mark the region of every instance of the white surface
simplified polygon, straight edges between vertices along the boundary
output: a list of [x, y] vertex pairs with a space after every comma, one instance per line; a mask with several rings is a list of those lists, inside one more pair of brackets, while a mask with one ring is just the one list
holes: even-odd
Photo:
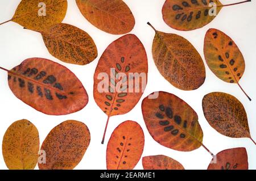
[[[181, 32], [167, 26], [162, 17], [162, 7], [164, 0], [126, 0], [136, 19], [131, 33], [135, 34], [144, 44], [148, 59], [148, 85], [144, 94], [135, 108], [124, 115], [110, 118], [105, 143], [101, 144], [107, 116], [96, 104], [93, 96], [93, 74], [98, 59], [107, 46], [121, 36], [112, 35], [101, 31], [92, 26], [82, 15], [75, 0], [68, 0], [68, 8], [64, 23], [69, 23], [87, 32], [94, 40], [98, 50], [98, 57], [85, 66], [68, 64], [52, 57], [46, 48], [40, 33], [23, 30], [19, 24], [9, 22], [0, 26], [0, 66], [10, 69], [24, 60], [34, 57], [53, 60], [71, 69], [82, 82], [89, 96], [88, 105], [81, 111], [67, 116], [53, 116], [44, 115], [17, 99], [10, 91], [7, 73], [0, 70], [0, 169], [6, 169], [2, 154], [2, 141], [5, 131], [15, 121], [26, 119], [38, 129], [40, 144], [49, 132], [62, 121], [69, 119], [85, 123], [91, 134], [90, 145], [76, 169], [105, 169], [106, 145], [114, 129], [127, 120], [137, 121], [142, 127], [145, 135], [145, 146], [142, 157], [164, 154], [181, 163], [186, 169], [206, 169], [211, 156], [202, 147], [191, 152], [180, 152], [165, 148], [155, 142], [147, 131], [141, 112], [142, 100], [155, 91], [173, 93], [188, 103], [197, 113], [199, 122], [204, 132], [203, 142], [214, 154], [223, 150], [245, 147], [248, 154], [250, 169], [256, 169], [256, 146], [249, 138], [231, 138], [222, 136], [210, 127], [205, 120], [201, 107], [203, 96], [210, 92], [222, 91], [237, 98], [247, 112], [251, 137], [256, 140], [256, 2], [226, 7], [222, 9], [217, 17], [209, 24], [199, 30]], [[229, 3], [238, 1], [221, 1]], [[0, 22], [13, 16], [20, 1], [0, 1]], [[150, 22], [158, 30], [175, 33], [187, 39], [195, 47], [202, 57], [203, 43], [206, 31], [210, 28], [219, 29], [229, 35], [240, 47], [245, 61], [245, 72], [241, 85], [250, 96], [250, 102], [237, 85], [227, 83], [217, 78], [209, 69], [204, 60], [207, 78], [198, 90], [184, 91], [178, 90], [166, 81], [159, 74], [152, 60], [151, 45], [154, 32], [147, 25]], [[38, 167], [36, 167], [38, 169]], [[142, 169], [141, 159], [135, 168]]]

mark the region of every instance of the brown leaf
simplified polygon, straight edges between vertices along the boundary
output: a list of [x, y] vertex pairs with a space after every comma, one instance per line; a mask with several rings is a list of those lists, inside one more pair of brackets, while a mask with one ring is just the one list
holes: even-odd
[[181, 90], [200, 87], [205, 79], [205, 69], [194, 47], [180, 36], [156, 31], [148, 24], [155, 31], [152, 53], [162, 75]]
[[76, 3], [90, 23], [107, 33], [125, 34], [134, 27], [133, 14], [122, 0], [76, 0]]
[[141, 159], [144, 141], [143, 131], [139, 124], [133, 121], [120, 124], [108, 144], [107, 169], [133, 169]]
[[68, 120], [48, 134], [41, 146], [46, 163], [39, 163], [40, 170], [71, 170], [81, 161], [90, 144], [90, 132], [81, 122]]
[[147, 96], [142, 104], [152, 137], [160, 145], [178, 151], [192, 151], [203, 145], [203, 131], [195, 111], [174, 94], [159, 94], [158, 98]]
[[223, 150], [217, 154], [216, 161], [215, 163], [210, 163], [207, 169], [248, 170], [247, 152], [244, 148]]
[[14, 122], [5, 132], [2, 149], [9, 169], [33, 170], [38, 162], [39, 150], [38, 129], [27, 120]]
[[90, 35], [73, 26], [57, 24], [42, 35], [49, 52], [65, 62], [83, 65], [97, 56], [97, 47]]
[[162, 155], [144, 157], [142, 165], [144, 170], [184, 170], [178, 161]]

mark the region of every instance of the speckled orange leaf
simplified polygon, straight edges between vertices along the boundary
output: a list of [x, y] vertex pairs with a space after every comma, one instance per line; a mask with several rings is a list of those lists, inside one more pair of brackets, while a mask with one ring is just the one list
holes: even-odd
[[202, 104], [207, 120], [220, 133], [233, 138], [251, 138], [246, 112], [234, 96], [211, 92], [204, 96]]
[[107, 169], [133, 169], [141, 159], [144, 141], [143, 131], [137, 123], [126, 121], [120, 124], [108, 144]]
[[133, 30], [135, 19], [122, 0], [76, 0], [84, 16], [93, 26], [109, 33], [121, 35]]
[[42, 35], [49, 52], [65, 62], [85, 65], [97, 56], [97, 47], [90, 35], [73, 26], [59, 23]]
[[81, 161], [90, 144], [90, 132], [81, 122], [68, 120], [48, 134], [41, 146], [46, 155], [40, 170], [71, 170]]
[[11, 170], [33, 170], [39, 150], [39, 136], [35, 125], [27, 120], [13, 123], [3, 136], [3, 157]]
[[208, 170], [248, 170], [247, 152], [244, 148], [223, 150], [216, 158], [216, 162], [210, 163]]
[[49, 60], [28, 58], [11, 70], [5, 70], [9, 71], [9, 85], [14, 95], [46, 114], [75, 112], [88, 102], [86, 91], [77, 77]]
[[144, 157], [142, 165], [144, 170], [184, 170], [178, 161], [162, 155]]
[[159, 94], [158, 98], [147, 96], [142, 104], [144, 121], [152, 137], [178, 151], [192, 151], [203, 145], [203, 133], [196, 112], [174, 94]]
[[204, 52], [207, 65], [217, 77], [226, 82], [237, 83], [241, 88], [238, 82], [245, 71], [245, 60], [229, 36], [220, 30], [209, 29], [204, 39]]
[[[123, 36], [108, 47], [94, 73], [93, 95], [109, 119], [129, 112], [137, 104], [147, 84], [147, 70], [145, 49], [135, 35]], [[136, 75], [141, 75], [139, 80]]]
[[162, 75], [181, 90], [192, 90], [200, 87], [205, 79], [205, 69], [195, 47], [180, 36], [152, 27], [155, 31], [152, 53]]
[[190, 31], [209, 23], [223, 7], [249, 1], [223, 5], [218, 0], [167, 0], [162, 12], [164, 21], [171, 28]]

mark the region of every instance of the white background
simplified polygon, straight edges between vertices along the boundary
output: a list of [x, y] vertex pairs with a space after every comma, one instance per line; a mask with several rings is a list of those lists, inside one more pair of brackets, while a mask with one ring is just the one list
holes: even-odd
[[[221, 1], [224, 4], [237, 1]], [[250, 169], [256, 169], [256, 146], [249, 138], [232, 138], [222, 136], [213, 129], [205, 120], [201, 107], [203, 96], [210, 92], [222, 91], [237, 98], [243, 104], [248, 116], [251, 135], [256, 140], [256, 2], [225, 7], [209, 24], [199, 30], [181, 32], [167, 26], [163, 20], [162, 7], [164, 0], [126, 0], [136, 20], [131, 33], [136, 35], [145, 47], [148, 59], [148, 85], [144, 94], [138, 104], [124, 115], [112, 117], [110, 120], [105, 143], [101, 144], [106, 115], [96, 104], [93, 96], [93, 74], [98, 59], [107, 46], [121, 37], [100, 31], [89, 23], [82, 15], [75, 0], [68, 0], [68, 8], [64, 23], [74, 25], [87, 32], [94, 40], [98, 57], [85, 66], [74, 65], [63, 62], [52, 57], [46, 48], [39, 33], [24, 30], [19, 24], [9, 22], [0, 26], [0, 66], [11, 69], [22, 61], [30, 57], [48, 58], [71, 69], [81, 80], [89, 96], [89, 103], [81, 111], [66, 116], [49, 116], [39, 112], [17, 99], [10, 91], [7, 73], [0, 70], [0, 152], [5, 131], [14, 121], [26, 119], [38, 129], [40, 145], [49, 132], [60, 123], [69, 119], [77, 120], [86, 124], [91, 134], [90, 145], [81, 162], [76, 169], [105, 169], [106, 145], [114, 128], [121, 123], [131, 120], [142, 127], [145, 135], [145, 146], [142, 157], [164, 154], [183, 164], [185, 169], [206, 169], [212, 157], [203, 148], [191, 152], [181, 152], [165, 148], [155, 142], [147, 131], [141, 112], [142, 100], [155, 91], [173, 93], [188, 103], [197, 113], [199, 123], [204, 132], [204, 144], [214, 154], [223, 150], [245, 147], [248, 154]], [[0, 0], [0, 22], [11, 19], [20, 1]], [[187, 39], [195, 46], [203, 58], [207, 78], [198, 90], [184, 91], [172, 86], [163, 78], [155, 66], [152, 57], [151, 45], [154, 31], [147, 25], [150, 22], [161, 31], [174, 33]], [[243, 53], [245, 72], [240, 83], [250, 96], [248, 100], [236, 84], [222, 82], [217, 78], [205, 64], [203, 55], [204, 35], [210, 28], [221, 30], [229, 35]], [[0, 154], [0, 169], [6, 169], [2, 154]], [[36, 166], [36, 169], [38, 167]], [[135, 169], [142, 169], [141, 159]]]

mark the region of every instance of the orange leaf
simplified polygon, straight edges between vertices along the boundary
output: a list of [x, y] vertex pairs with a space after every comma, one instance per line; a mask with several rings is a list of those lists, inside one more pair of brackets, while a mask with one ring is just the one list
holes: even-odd
[[144, 148], [144, 133], [136, 122], [120, 124], [111, 135], [106, 150], [108, 170], [131, 170], [141, 159]]

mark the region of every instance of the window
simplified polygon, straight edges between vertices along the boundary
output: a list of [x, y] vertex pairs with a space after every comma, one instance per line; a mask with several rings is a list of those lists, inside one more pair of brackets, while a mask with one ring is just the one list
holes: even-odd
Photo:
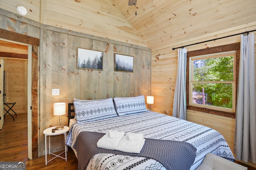
[[188, 52], [188, 109], [235, 117], [239, 53], [240, 43]]

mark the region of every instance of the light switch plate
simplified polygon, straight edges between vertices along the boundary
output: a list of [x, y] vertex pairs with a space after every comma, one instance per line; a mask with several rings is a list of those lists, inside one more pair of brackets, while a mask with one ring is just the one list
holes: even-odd
[[53, 88], [52, 89], [52, 95], [58, 96], [60, 95], [59, 88]]

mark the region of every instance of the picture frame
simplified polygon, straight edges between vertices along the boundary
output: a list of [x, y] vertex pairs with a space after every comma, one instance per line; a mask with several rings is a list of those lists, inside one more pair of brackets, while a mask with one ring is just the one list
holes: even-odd
[[114, 70], [133, 72], [133, 57], [115, 54]]
[[103, 70], [103, 52], [77, 48], [77, 68]]

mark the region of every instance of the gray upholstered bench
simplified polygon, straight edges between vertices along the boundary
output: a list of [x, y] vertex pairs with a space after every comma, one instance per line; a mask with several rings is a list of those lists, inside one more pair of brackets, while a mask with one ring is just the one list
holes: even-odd
[[211, 153], [208, 153], [196, 170], [246, 170], [247, 167]]

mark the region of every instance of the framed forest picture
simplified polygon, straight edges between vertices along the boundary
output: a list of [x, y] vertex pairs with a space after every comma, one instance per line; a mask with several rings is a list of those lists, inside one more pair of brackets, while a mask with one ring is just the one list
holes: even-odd
[[77, 48], [77, 68], [102, 70], [103, 52]]
[[116, 71], [133, 72], [133, 57], [115, 54]]

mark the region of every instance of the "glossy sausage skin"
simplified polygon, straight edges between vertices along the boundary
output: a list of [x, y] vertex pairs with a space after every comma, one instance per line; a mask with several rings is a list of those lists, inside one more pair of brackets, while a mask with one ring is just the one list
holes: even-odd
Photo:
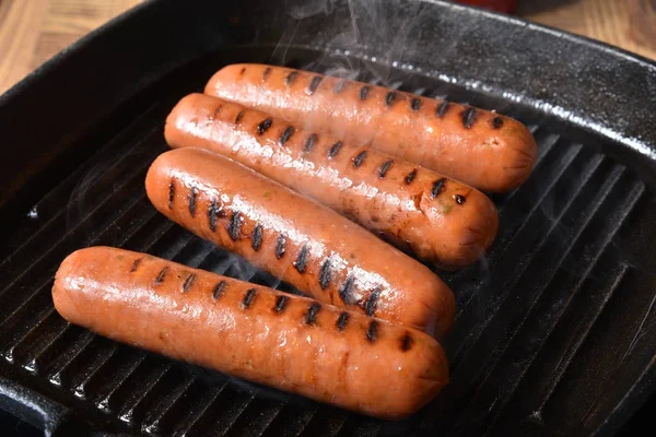
[[470, 264], [496, 235], [496, 209], [475, 188], [215, 97], [183, 98], [165, 137], [233, 158], [442, 268]]
[[151, 165], [145, 189], [168, 218], [318, 300], [437, 338], [453, 323], [454, 295], [425, 265], [234, 161], [169, 151]]
[[448, 380], [423, 332], [144, 253], [78, 250], [52, 299], [101, 335], [373, 416], [411, 415]]
[[523, 123], [495, 113], [383, 86], [263, 64], [233, 64], [206, 94], [260, 109], [421, 164], [483, 191], [506, 192], [532, 172]]

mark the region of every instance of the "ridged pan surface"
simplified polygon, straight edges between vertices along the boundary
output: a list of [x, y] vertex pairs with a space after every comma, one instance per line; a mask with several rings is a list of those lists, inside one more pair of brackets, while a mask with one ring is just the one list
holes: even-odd
[[[437, 13], [446, 7], [435, 8]], [[25, 200], [31, 206], [3, 232], [0, 247], [0, 373], [63, 405], [67, 420], [110, 433], [581, 436], [617, 430], [654, 389], [645, 382], [653, 379], [656, 350], [653, 162], [645, 157], [636, 164], [625, 144], [559, 121], [548, 108], [517, 104], [511, 95], [464, 86], [417, 66], [333, 46], [281, 47], [221, 46], [162, 72], [117, 102], [110, 117], [97, 121], [96, 133], [75, 140], [67, 172], [52, 173], [46, 185], [25, 194], [34, 196]], [[145, 197], [148, 166], [167, 150], [166, 115], [233, 62], [343, 74], [496, 109], [526, 122], [537, 140], [539, 160], [529, 180], [493, 197], [501, 225], [489, 253], [459, 272], [440, 272], [458, 304], [444, 342], [452, 380], [408, 421], [363, 417], [118, 344], [67, 323], [52, 307], [59, 263], [91, 245], [144, 251], [291, 291], [167, 221]]]

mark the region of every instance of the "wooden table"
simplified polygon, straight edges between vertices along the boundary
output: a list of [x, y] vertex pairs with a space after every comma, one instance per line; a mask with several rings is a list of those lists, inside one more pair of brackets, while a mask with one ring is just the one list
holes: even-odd
[[[0, 0], [0, 94], [142, 0]], [[656, 0], [519, 0], [520, 16], [656, 59]]]

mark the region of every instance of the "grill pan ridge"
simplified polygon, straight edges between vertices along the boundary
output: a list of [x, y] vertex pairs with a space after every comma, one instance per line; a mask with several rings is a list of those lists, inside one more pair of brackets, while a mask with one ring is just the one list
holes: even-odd
[[[0, 97], [2, 153], [19, 154], [0, 164], [0, 405], [54, 435], [611, 435], [654, 392], [653, 63], [444, 2], [382, 1], [376, 23], [358, 1], [180, 3], [147, 2]], [[388, 33], [374, 32], [380, 20]], [[440, 273], [458, 300], [444, 342], [452, 381], [417, 416], [376, 421], [226, 378], [54, 310], [59, 262], [90, 245], [293, 291], [145, 198], [165, 116], [232, 62], [349, 72], [534, 132], [534, 175], [492, 197], [490, 252]]]

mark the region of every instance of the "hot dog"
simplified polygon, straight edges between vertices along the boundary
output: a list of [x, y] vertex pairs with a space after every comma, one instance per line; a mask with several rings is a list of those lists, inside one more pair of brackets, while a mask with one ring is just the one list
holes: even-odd
[[448, 380], [425, 333], [144, 253], [78, 250], [52, 299], [101, 335], [373, 416], [411, 415]]
[[496, 235], [496, 209], [475, 188], [237, 104], [186, 96], [164, 133], [172, 147], [219, 152], [445, 269], [476, 261]]
[[530, 175], [530, 131], [502, 115], [383, 86], [263, 64], [215, 73], [206, 94], [260, 109], [421, 164], [483, 191], [506, 192]]
[[198, 149], [163, 153], [145, 190], [168, 218], [318, 300], [438, 338], [453, 323], [454, 295], [425, 265], [229, 158]]

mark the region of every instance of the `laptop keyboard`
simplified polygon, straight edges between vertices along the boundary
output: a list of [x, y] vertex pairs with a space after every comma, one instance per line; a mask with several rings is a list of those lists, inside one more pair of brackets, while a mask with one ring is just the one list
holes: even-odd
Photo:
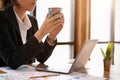
[[8, 75], [3, 80], [32, 80], [32, 79], [26, 76], [22, 76], [22, 75]]

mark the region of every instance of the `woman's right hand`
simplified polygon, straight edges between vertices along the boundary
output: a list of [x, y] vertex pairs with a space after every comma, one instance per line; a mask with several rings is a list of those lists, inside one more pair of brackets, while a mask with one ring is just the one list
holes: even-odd
[[43, 22], [41, 28], [35, 33], [35, 37], [39, 42], [42, 41], [42, 38], [50, 33], [52, 30], [54, 30], [56, 27], [63, 25], [64, 19], [63, 14], [57, 14], [53, 17], [46, 16], [45, 21]]

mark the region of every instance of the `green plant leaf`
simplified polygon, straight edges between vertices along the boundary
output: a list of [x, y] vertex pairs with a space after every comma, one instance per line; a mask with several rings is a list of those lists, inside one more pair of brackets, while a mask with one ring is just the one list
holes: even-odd
[[112, 51], [113, 43], [108, 43], [107, 49], [106, 49], [106, 58], [111, 58], [111, 51]]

Problem to work on –
Please copy out the records word for word, starting with the line that contains "mark the region of every instance of the speckled" and going on through the line that contains "26], [59, 23]]".

Finished answer –
mark the region of every instance of the speckled orange leaf
simplified polygon, straight edges between vertices along the boundary
output: a list of [x, y] vertex pairs with a space after every comma, one instance per line; a mask with several rings is a list of those lists, inside one more pair of brackets, while a mask with one ring is just the one list
holes: even-odd
[[202, 104], [207, 120], [220, 133], [233, 138], [251, 138], [246, 112], [234, 96], [211, 92], [204, 96]]
[[107, 169], [133, 169], [141, 159], [144, 141], [143, 131], [137, 123], [126, 121], [120, 124], [108, 144]]
[[133, 30], [135, 19], [122, 0], [76, 0], [84, 16], [93, 26], [109, 33], [121, 35]]
[[42, 35], [49, 52], [65, 62], [85, 65], [97, 56], [97, 47], [90, 35], [73, 26], [59, 23]]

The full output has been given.